## [TASK DETAILS]
Can you format the listing as a numbered list, starting with its first line and going on through the line with "261 0 320 57", both included and blank lines left out?

## [DATA EXTRACT]
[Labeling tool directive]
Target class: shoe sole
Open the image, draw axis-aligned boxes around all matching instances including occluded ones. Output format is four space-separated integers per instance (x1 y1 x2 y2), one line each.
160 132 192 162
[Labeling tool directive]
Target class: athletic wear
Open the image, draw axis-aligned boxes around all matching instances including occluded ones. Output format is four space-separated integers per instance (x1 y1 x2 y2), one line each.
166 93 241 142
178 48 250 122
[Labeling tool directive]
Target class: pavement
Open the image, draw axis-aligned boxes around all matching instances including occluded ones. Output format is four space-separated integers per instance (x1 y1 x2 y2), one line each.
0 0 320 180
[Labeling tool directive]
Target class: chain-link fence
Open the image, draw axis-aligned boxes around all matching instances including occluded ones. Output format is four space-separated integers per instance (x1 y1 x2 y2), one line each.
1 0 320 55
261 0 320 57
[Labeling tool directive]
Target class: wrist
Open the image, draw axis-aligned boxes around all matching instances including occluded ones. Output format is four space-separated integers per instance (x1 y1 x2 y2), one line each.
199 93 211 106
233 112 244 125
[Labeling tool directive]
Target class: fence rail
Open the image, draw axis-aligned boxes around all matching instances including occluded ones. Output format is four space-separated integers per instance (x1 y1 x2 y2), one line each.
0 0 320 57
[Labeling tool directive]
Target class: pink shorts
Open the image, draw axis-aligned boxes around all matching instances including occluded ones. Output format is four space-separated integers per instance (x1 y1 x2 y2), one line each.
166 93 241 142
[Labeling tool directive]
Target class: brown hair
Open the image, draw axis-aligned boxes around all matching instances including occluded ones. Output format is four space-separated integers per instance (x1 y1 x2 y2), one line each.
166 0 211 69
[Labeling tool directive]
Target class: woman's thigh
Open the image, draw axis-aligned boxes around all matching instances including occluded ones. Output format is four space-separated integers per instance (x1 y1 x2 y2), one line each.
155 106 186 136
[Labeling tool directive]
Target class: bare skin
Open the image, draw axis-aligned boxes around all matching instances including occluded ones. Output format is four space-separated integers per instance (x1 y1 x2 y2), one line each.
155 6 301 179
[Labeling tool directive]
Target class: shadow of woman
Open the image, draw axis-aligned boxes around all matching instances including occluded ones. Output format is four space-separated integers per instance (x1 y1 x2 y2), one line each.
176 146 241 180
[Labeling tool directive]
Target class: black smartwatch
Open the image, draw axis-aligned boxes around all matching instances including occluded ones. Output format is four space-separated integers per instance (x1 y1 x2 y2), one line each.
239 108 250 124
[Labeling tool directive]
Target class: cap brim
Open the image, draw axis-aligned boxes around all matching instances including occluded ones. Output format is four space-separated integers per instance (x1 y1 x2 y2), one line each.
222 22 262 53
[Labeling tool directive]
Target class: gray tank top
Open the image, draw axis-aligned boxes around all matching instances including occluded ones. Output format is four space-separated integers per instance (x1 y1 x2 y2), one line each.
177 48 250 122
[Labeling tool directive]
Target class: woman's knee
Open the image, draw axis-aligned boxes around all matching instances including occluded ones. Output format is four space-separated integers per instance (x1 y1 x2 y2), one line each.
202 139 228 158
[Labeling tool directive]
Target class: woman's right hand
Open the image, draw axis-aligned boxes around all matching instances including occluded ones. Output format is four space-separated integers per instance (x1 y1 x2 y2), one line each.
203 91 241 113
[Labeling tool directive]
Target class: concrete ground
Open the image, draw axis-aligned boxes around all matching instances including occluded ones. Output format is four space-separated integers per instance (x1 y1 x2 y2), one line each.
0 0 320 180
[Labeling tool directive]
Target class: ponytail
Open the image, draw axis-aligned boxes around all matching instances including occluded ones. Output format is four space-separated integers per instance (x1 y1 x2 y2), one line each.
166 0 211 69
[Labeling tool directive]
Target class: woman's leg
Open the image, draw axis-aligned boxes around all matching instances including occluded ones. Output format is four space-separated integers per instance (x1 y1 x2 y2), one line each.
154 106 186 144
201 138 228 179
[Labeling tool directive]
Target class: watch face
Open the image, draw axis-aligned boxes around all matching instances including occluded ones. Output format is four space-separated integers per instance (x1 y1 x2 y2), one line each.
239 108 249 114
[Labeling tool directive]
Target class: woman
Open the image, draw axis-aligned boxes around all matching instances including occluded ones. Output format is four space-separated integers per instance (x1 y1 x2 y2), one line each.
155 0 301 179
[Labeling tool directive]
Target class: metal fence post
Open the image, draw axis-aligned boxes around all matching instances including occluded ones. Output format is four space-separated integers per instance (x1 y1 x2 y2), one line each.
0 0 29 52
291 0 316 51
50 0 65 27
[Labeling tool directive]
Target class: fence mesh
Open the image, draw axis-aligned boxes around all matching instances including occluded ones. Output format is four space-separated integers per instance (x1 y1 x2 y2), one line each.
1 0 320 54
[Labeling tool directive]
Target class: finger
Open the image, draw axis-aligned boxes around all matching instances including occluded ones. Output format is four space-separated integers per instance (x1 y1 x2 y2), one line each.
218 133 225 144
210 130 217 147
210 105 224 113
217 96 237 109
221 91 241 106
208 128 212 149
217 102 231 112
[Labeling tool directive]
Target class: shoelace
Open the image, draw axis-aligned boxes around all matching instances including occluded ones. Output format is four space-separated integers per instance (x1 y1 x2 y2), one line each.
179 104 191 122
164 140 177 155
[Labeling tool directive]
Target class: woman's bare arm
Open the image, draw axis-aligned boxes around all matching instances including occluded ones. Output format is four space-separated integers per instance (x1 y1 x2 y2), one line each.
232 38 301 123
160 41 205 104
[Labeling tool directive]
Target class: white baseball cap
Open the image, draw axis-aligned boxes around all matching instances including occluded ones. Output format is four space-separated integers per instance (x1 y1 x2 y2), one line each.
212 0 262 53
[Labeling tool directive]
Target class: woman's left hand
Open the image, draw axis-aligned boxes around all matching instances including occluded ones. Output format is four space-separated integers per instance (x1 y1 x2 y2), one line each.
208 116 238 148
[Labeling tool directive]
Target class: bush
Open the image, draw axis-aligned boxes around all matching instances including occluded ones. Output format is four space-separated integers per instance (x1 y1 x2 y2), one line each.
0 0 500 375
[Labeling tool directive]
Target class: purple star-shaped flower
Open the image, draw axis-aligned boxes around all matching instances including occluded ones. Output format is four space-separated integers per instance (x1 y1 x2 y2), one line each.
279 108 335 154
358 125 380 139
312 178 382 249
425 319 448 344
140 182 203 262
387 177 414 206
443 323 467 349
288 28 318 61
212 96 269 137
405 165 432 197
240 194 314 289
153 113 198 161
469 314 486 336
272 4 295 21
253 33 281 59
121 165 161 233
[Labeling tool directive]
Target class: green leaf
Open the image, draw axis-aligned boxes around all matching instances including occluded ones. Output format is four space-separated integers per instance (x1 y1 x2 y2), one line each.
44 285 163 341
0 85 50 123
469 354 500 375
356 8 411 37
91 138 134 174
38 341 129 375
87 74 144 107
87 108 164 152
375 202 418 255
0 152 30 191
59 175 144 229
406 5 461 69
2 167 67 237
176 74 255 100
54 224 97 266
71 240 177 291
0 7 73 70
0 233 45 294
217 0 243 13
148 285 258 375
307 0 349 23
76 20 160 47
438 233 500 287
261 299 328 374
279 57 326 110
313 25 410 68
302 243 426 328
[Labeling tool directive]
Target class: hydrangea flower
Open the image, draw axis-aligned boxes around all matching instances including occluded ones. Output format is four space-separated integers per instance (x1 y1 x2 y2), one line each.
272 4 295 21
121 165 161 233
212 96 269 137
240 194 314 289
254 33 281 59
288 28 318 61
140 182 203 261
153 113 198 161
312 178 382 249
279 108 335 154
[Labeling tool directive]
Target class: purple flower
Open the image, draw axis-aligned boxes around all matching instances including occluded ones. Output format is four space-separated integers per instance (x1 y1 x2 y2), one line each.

## [COMPLETE ANSWER]
1. [Labeling tool directive]
2. Target class: shoe sole
3. Open the image, draw axis-aligned boxes around all matching instances including occluded ones. Output format is four space-separated integers per instance (x1 y1 x2 y2), one line each.
4. 160 132 192 162
5. [Labeling tool directive]
6. Target class: athletic wear
7. Open the image, draw axis-aligned boxes around all matching instances including occluded ones. Output format is four space-separated integers per instance (x1 y1 x2 y2), one line each.
8. 166 93 241 142
9. 178 48 250 122
10. [Labeling tool directive]
11. Target class: pavement
12. Open the image, draw axis-aligned boxes around all matching instances including occluded ones. Output format is four space-separated integers per instance (x1 y1 x2 y2), one line each.
13. 0 0 320 180
14. [Labeling tool directive]
15. Target class: chain-link fence
16. Open the image, draw axis-aligned boxes around all matching instances including occluded ones. Output format is four space-separated integers per instance (x1 y1 x2 y2), one line each.
17. 1 0 320 55
18. 261 0 320 57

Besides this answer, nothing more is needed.